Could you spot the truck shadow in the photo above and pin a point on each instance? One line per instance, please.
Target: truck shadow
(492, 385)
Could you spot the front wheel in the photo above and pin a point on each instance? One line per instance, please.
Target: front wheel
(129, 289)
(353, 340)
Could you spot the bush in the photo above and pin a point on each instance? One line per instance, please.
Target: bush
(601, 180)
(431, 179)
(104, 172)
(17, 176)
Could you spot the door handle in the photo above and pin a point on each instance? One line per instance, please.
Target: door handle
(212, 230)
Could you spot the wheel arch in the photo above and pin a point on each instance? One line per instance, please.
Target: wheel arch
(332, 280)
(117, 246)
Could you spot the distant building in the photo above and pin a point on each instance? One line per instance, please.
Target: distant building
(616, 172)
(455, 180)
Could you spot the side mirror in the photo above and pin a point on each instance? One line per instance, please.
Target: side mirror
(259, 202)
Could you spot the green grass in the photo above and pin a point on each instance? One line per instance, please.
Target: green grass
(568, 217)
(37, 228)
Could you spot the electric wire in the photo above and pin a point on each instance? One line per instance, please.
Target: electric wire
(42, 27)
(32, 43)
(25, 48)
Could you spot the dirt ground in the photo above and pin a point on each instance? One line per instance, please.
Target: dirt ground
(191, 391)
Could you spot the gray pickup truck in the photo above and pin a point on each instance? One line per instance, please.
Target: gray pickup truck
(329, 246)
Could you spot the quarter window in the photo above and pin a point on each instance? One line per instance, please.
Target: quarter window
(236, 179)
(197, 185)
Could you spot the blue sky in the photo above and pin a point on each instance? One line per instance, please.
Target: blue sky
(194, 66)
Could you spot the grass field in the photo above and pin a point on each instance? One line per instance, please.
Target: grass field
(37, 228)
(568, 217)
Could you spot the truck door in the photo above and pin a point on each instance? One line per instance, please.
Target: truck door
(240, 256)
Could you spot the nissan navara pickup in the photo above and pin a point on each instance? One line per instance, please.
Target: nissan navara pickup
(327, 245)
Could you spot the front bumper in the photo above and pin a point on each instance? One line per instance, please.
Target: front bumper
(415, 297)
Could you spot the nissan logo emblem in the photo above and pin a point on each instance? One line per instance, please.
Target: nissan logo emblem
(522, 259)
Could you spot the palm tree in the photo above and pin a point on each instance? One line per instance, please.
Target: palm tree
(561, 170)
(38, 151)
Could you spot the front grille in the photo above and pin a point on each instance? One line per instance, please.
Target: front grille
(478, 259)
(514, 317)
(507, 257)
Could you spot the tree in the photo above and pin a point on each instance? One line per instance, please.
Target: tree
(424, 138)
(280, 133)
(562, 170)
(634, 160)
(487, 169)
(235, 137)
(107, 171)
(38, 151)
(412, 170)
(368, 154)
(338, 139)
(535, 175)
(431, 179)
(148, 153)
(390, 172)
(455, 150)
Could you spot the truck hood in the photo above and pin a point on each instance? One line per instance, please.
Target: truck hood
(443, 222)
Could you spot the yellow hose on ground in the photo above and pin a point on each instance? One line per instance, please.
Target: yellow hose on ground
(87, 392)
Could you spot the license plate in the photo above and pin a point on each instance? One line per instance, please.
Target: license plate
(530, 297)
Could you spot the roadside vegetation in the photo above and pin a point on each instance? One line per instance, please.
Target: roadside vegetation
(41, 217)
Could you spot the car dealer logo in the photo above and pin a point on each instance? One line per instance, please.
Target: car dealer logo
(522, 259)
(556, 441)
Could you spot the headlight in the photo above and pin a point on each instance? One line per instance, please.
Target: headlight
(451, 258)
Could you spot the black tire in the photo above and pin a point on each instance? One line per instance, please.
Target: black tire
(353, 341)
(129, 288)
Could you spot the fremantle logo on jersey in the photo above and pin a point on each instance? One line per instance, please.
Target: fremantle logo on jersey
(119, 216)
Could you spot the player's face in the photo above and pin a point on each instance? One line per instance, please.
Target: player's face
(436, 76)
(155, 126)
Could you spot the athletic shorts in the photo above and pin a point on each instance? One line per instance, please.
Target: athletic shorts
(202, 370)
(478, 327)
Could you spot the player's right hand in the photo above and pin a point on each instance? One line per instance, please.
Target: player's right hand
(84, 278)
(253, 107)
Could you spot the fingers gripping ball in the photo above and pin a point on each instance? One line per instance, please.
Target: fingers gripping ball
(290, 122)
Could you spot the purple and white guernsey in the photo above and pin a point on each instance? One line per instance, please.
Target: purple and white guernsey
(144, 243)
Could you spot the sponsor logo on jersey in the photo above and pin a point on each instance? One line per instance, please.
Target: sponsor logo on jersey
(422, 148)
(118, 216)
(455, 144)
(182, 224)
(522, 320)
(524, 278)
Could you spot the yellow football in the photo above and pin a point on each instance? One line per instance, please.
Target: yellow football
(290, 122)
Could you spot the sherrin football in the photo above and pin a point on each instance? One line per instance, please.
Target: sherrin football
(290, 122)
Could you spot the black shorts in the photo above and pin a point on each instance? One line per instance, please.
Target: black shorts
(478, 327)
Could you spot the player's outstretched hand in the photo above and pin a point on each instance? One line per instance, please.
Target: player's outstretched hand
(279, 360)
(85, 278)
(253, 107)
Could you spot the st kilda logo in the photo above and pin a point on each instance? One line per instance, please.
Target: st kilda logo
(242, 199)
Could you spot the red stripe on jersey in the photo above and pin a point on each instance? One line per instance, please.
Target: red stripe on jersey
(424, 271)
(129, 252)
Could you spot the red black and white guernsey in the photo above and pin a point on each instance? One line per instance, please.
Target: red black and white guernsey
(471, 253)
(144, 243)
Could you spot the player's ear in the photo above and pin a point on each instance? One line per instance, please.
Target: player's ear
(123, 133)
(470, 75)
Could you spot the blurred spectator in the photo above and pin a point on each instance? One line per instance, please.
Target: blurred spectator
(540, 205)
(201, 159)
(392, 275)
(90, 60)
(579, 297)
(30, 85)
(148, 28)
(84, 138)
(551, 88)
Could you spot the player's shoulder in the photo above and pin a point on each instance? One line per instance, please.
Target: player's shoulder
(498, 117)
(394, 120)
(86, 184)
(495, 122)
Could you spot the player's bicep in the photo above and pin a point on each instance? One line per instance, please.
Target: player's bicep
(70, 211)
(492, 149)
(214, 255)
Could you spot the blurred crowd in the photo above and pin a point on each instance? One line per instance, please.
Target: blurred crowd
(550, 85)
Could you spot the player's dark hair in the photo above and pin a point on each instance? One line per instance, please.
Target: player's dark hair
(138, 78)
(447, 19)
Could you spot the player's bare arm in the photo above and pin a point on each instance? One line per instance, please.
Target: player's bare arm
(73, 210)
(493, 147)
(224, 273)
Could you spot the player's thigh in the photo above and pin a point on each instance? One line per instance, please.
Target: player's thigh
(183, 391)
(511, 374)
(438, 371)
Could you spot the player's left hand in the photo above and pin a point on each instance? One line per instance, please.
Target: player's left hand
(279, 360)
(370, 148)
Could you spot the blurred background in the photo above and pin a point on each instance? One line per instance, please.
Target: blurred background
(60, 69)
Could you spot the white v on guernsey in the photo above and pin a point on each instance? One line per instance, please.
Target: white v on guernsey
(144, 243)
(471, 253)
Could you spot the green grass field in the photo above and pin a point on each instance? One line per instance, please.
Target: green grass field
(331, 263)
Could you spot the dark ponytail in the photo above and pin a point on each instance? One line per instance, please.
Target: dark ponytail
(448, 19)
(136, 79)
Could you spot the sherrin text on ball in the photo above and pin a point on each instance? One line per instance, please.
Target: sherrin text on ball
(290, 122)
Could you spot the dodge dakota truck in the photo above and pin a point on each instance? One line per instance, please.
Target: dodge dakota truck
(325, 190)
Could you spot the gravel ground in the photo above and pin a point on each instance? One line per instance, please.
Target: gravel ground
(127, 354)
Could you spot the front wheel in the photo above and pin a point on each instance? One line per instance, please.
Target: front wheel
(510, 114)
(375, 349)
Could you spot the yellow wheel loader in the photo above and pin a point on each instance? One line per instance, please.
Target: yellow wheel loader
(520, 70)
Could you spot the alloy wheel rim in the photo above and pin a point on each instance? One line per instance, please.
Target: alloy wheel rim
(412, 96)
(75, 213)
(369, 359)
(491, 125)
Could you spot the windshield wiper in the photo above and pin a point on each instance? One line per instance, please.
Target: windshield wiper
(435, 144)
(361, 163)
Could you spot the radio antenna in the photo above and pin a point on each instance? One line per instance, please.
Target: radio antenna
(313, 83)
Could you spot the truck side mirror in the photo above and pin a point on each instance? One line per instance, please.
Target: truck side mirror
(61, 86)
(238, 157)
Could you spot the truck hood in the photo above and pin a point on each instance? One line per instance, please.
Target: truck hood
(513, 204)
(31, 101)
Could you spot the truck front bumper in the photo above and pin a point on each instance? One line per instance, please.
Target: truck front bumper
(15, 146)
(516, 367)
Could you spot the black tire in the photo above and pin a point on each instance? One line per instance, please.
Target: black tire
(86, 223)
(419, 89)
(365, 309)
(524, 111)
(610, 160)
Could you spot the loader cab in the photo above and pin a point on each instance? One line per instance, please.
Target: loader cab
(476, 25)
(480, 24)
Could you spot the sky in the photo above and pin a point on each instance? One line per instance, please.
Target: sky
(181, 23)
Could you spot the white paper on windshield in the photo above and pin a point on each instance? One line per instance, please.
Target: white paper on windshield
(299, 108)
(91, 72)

# PROBLEM DETAILS
The expected answer is an exact copy of the lines above, beginning at the line with "Target: truck side mirror" and ending at the line with "Could you spot the sky", with both ends in.

# RESPONSE FOR THIS EXERCISE
Target: truck side mirror
(61, 86)
(238, 157)
Could you spot the truck hood in the photo above and pin a point on each instance? One line per instance, please.
Target: truck hood
(513, 204)
(31, 101)
Could you spot the truck front bumper in the photo above and pin a point on each instance? One line per instance, please.
Target: truck front bumper
(15, 146)
(516, 367)
Could you spot the black tire in the photo above and pin a point on each instance? One line per instance, please.
Target: black tire
(86, 223)
(419, 89)
(365, 309)
(524, 111)
(610, 160)
Could you spot the loader cab in the photo above and pin a point on each instance? One line per instance, please.
Target: loader cab
(476, 25)
(480, 24)
Could you spot the sky in the photo above and pin a point on each instance? One line per instance, please.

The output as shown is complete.